Task instructions: Reproduce the items below, swapping each occurrence of "mainsail" for "jib" and leaving everything else unchanged.

Given records:
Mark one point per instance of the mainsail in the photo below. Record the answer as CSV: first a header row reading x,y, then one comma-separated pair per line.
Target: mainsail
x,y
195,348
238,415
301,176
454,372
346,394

Complete response:
Mark one point per instance of the jib in the photo below. Record the answer as CSV: first a header row reading x,y, then one comma-separated pair per line.
Target: jib
x,y
195,348
238,415
301,176
454,372
346,394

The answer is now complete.